++++ TEXTO DE REFERENCIA ++++

A las pocas semanas de su llegada se impuso la necesidad de avanzar por el cercano río Magdalena hacia las zonas donde se presumía la existencia de grandes y fértiles reinos llenos de oro y abundantes materias primas. Era el sueño por el que tantos españoles habían surcado las aguas atlánticas y, en aquellos años donde todo estaba pendiente de ser conquistado o explorado, el hábil gobernador no quiso atar en corto a los impetuosos aventureros que exigían expediciones rumbo al oropel. El propio Jiménez de Quesada animó a su jefe para que éste le concediera el mando de una columna que viajase al interior, precisamente donde los astutos indios les aseguraban la existencia de la justificación a su locura.

El 5 de abril de 1536 Quesada, en compañía de unos setecientos cincuenta hombres, partió de Santa Marta en busca de su particular El Dorado. El cauce del Magdalena le indicó la ruta a seguir y por ella avanzó con la ayuda de algunos bergantines, mientras que el grueso de su tropa caminaba por las riberas del imponente río americano. Las dificultades de la singladura fueron tan extremas como penosas: intentos de motín, clima adverso, hundimiento de casi todos los barcos excepto dos. En definitiva, circunstancias que invitaban sin demora al abandono de la empresa.

Fue aquí, sin embargo, cuando afloró el genio de Quesada y sus dotes para el mando en situaciones apuradas, y a pesar de haber perdido cientos de efectivos, el capitán español enardeció el ánimo de la columna con las acostumbradas promesas de riqueza una vez que culminara con éxito aquella misión casi suicida. Los expedicionarios prosiguieron la travesía de forma muy lenta, dado que la espesura ofrecida por la selva impedía un buen ritmo de marcha. Para mayor calamidad, los abastecimientos que debían llegar desde Santa Marta no afluyeron de la manera esperada, pues la zozobra de casi todas las naves enviadas por Fernández de Lugo tan sólo permitió que dos bergantines se unieran a otros tantos supervivientes, lo que se tradujo en una evidente escasez de pertrechos y víveres para un ejército cada vez menos numeroso, compuesto por hombres famélicos, puesto que, a los pocos meses de iniciada la aventura, tan sólo quedaban unos doscientos efectivos de la orgullosa comitiva que había salido de Santa Marta.

++++

* LAS TAREAS *
a: Explica, según el texto de referencia, por qué la expedición sufrió escasez de pertrechos y víveres. Responde en una a tres oraciones.
b: Según el texto de referencia, ¿con cuántos hombres partió Quesada de Santa Marta?

++++ DATOS PROPORCIONADOS ++++

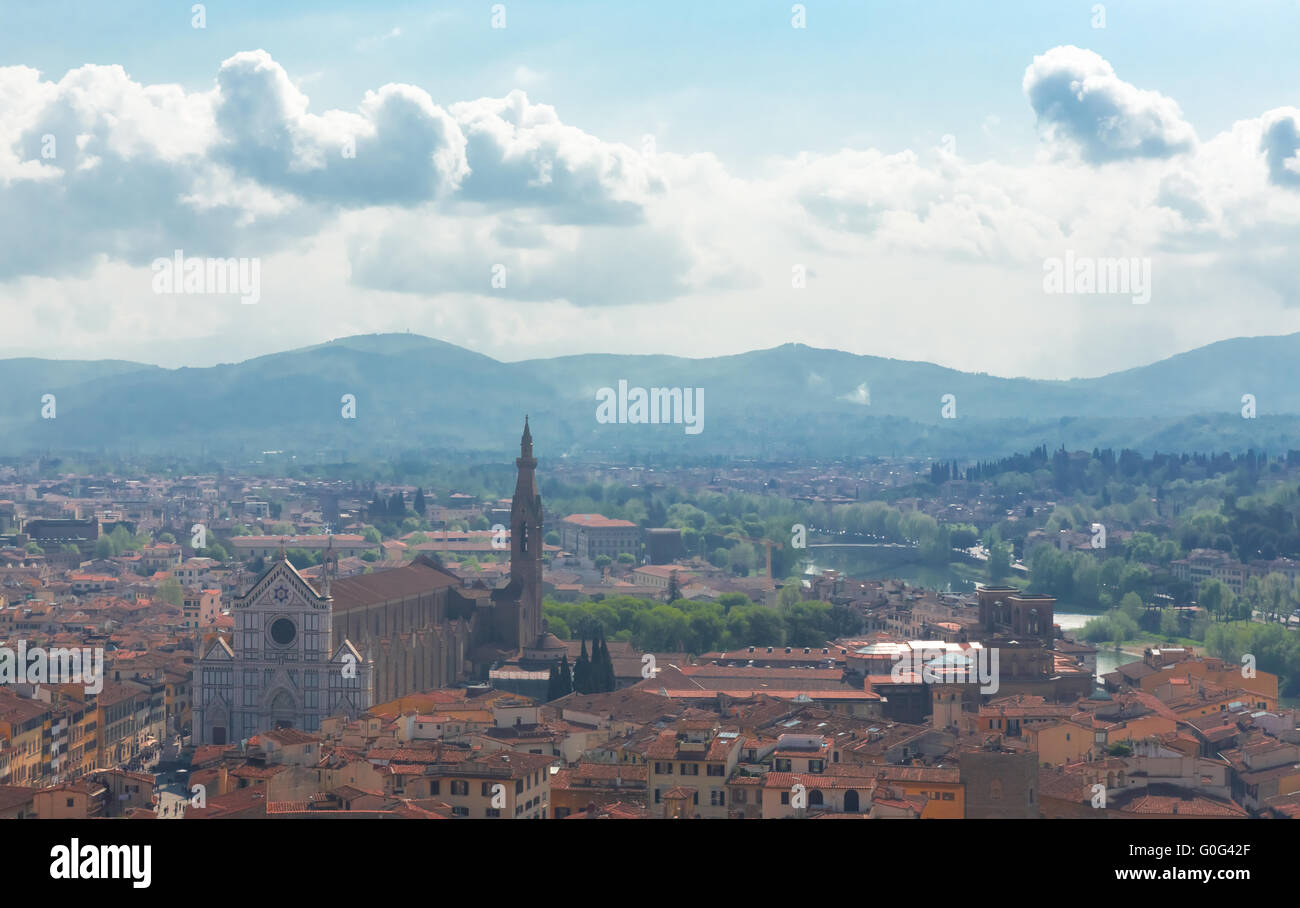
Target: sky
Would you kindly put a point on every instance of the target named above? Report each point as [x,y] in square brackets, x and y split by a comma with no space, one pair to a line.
[527,180]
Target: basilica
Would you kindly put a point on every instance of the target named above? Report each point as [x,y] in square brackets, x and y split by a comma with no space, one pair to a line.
[300,652]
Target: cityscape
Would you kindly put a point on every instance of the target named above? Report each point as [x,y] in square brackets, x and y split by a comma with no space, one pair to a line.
[580,411]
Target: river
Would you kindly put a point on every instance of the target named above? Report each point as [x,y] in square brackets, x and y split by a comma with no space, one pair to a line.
[1108,660]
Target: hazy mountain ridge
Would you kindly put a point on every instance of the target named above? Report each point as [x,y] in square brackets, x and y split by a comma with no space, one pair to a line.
[416,392]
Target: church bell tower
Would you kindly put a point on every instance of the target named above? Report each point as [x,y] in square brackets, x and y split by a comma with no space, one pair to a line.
[525,541]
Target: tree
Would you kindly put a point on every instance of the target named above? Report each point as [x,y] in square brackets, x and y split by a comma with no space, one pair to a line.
[566,677]
[609,681]
[1169,622]
[999,561]
[583,671]
[1216,599]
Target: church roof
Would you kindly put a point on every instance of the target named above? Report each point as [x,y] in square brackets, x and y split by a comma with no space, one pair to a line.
[419,576]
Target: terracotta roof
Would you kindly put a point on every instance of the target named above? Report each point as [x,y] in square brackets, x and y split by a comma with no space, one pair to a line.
[419,578]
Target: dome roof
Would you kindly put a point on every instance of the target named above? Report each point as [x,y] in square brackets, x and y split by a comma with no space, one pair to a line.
[547,641]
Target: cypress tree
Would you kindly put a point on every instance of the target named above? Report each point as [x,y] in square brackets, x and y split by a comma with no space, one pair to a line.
[610,681]
[566,677]
[583,671]
[596,677]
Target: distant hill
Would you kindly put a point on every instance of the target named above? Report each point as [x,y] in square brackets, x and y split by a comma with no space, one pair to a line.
[415,393]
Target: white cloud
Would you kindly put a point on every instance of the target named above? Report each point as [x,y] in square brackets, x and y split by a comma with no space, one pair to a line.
[917,255]
[1079,100]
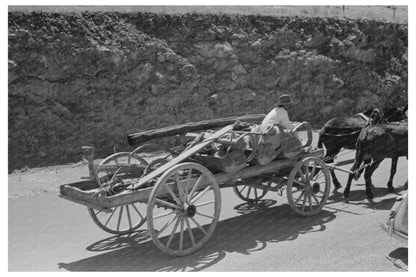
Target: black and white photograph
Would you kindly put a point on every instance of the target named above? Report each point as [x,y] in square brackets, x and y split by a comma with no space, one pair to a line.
[213,136]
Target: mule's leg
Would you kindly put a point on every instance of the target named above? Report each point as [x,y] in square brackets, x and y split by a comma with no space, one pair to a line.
[350,177]
[330,156]
[367,176]
[392,173]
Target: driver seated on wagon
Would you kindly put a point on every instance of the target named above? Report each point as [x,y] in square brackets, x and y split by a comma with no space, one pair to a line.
[274,141]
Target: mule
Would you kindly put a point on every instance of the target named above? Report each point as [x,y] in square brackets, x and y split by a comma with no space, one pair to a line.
[342,132]
[374,144]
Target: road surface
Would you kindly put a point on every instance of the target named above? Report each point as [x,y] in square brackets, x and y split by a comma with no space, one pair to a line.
[47,233]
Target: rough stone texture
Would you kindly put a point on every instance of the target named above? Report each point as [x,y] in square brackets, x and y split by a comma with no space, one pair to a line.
[91,78]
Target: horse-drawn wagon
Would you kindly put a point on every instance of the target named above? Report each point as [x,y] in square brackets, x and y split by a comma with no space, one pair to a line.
[176,189]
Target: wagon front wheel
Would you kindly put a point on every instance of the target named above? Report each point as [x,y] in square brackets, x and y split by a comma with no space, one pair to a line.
[308,186]
[120,220]
[183,209]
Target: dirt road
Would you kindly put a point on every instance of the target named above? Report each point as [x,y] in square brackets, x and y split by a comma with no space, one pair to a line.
[47,233]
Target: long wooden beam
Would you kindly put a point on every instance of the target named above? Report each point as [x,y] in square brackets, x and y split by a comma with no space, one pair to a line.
[141,137]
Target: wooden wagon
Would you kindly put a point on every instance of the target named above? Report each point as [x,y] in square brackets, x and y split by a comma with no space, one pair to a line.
[179,186]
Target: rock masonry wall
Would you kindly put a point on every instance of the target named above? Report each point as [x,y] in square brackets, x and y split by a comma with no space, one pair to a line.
[92,78]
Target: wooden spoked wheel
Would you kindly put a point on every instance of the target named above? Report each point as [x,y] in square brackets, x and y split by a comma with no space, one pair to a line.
[249,194]
[183,209]
[308,186]
[122,219]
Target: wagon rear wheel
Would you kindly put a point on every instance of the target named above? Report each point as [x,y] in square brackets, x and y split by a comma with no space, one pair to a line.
[122,219]
[183,209]
[308,186]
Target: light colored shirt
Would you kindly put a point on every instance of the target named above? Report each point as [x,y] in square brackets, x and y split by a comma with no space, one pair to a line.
[278,116]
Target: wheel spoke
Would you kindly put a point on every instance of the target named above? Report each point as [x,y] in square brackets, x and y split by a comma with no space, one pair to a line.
[128,216]
[197,183]
[119,218]
[300,196]
[205,215]
[306,173]
[313,171]
[162,215]
[248,192]
[137,211]
[199,226]
[108,219]
[316,199]
[188,183]
[190,231]
[310,202]
[163,202]
[167,225]
[169,189]
[304,203]
[180,189]
[296,190]
[172,234]
[299,183]
[181,236]
[200,194]
[205,203]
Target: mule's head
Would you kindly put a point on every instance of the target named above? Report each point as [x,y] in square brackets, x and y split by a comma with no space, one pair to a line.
[394,114]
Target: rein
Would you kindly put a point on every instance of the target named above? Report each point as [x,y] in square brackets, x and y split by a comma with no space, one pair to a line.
[363,116]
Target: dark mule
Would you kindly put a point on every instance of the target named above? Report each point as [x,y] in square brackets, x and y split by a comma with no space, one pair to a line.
[342,132]
[374,144]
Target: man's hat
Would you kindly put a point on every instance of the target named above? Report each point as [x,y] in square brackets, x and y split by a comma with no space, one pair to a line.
[284,99]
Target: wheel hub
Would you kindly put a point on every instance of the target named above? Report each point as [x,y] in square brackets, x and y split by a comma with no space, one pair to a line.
[316,188]
[190,211]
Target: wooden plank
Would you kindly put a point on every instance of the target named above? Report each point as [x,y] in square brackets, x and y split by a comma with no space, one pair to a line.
[257,170]
[141,137]
[183,156]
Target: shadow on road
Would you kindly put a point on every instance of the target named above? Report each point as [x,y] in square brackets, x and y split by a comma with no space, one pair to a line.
[399,257]
[383,199]
[250,232]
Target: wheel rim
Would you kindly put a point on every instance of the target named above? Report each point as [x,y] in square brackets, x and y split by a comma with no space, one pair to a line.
[183,209]
[308,186]
[122,219]
[249,194]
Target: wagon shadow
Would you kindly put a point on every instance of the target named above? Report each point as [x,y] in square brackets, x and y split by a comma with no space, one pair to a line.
[245,234]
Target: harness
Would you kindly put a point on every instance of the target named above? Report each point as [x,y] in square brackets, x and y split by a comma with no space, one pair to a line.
[363,116]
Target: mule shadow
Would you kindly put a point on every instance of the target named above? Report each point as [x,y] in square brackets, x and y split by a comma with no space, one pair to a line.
[399,257]
[247,233]
[383,199]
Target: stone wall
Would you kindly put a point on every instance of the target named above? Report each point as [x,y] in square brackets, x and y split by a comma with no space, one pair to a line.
[91,78]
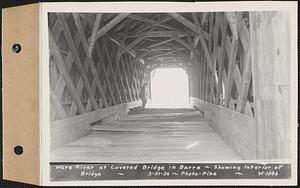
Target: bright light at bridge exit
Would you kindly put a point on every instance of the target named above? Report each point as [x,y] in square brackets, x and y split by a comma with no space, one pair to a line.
[169,88]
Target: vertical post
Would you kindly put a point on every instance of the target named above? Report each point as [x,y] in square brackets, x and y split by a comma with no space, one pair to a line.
[270,36]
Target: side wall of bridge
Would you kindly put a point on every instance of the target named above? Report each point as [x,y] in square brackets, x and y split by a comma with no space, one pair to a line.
[239,81]
[86,88]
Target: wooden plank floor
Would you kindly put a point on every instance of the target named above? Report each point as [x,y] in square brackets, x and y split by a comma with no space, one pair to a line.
[151,135]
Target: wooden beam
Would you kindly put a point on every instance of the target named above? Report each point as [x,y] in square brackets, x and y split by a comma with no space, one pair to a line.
[232,61]
[197,37]
[245,83]
[104,70]
[147,20]
[94,32]
[77,60]
[184,21]
[185,44]
[158,34]
[189,25]
[63,70]
[89,59]
[132,44]
[111,24]
[112,69]
[158,22]
[132,53]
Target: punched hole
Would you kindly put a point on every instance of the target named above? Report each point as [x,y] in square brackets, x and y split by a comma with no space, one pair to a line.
[16,48]
[18,150]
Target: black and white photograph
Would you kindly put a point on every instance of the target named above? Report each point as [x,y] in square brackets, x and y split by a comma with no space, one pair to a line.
[174,95]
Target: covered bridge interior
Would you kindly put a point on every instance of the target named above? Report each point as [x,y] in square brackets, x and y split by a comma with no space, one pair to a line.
[238,75]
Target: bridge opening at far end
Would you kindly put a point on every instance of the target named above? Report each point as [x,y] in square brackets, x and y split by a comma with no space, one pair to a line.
[169,88]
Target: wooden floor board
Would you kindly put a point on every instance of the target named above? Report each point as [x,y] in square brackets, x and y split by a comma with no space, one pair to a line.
[151,135]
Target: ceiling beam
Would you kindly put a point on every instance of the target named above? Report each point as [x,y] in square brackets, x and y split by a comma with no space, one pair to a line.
[158,22]
[156,34]
[131,52]
[147,20]
[111,24]
[189,24]
[94,32]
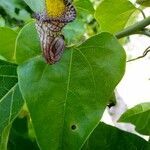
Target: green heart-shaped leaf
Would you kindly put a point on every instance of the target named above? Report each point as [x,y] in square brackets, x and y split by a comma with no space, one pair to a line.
[66,100]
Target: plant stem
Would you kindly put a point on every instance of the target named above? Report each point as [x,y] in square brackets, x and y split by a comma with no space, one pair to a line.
[134,29]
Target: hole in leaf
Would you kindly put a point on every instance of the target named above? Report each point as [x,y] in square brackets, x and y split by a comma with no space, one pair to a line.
[73,127]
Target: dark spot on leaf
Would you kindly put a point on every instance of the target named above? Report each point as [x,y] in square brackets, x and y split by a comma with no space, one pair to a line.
[73,127]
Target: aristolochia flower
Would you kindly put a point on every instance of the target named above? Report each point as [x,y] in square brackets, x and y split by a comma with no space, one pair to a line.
[49,25]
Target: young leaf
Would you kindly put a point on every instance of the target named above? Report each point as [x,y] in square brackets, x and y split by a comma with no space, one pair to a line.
[139,116]
[113,16]
[7,43]
[10,97]
[110,138]
[66,100]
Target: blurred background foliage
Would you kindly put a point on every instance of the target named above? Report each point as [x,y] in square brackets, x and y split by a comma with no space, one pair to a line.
[15,14]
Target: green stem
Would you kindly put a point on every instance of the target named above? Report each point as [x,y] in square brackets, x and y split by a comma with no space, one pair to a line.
[134,29]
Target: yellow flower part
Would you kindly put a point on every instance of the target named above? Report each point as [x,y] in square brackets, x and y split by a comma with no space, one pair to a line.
[55,8]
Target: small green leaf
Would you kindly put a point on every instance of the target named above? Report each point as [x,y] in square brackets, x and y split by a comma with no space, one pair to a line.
[74,32]
[144,2]
[36,5]
[106,137]
[27,44]
[139,116]
[7,43]
[10,97]
[19,135]
[66,100]
[4,137]
[113,16]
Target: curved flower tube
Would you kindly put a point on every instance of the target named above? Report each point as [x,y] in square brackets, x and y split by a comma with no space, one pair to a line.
[49,25]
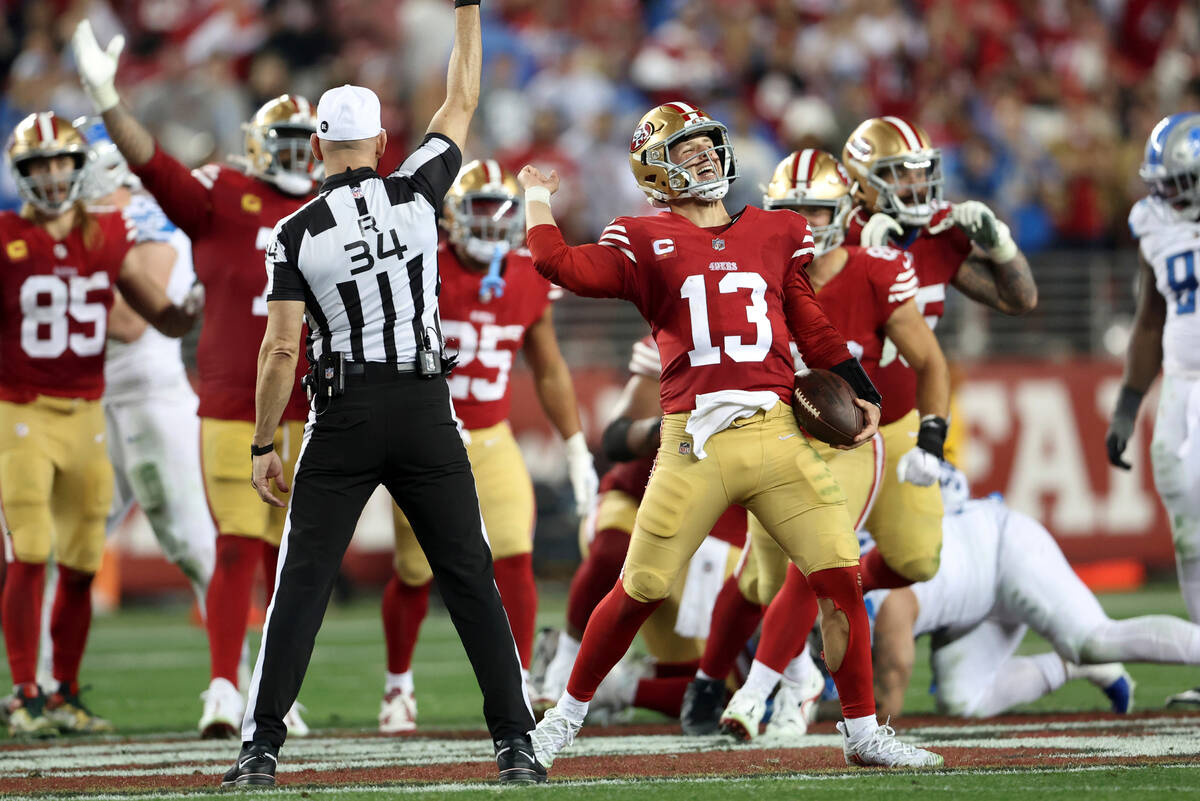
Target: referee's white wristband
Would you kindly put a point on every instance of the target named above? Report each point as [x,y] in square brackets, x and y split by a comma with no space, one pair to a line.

++++

* RESPUESTAS *
a: Los abastecimientos que debían llegar desde Santa Marta no afluyeron como se esperaba, porque zozobraron casi todas las naves enviadas por Fernández de Lugo. Solo dos bergantines lograron unirse a los otros dos supervivientes. Por eso faltaron pertrechos y víveres para un ejército cada vez menos numeroso.

b: Partió con unos setecientos cincuenta hombres.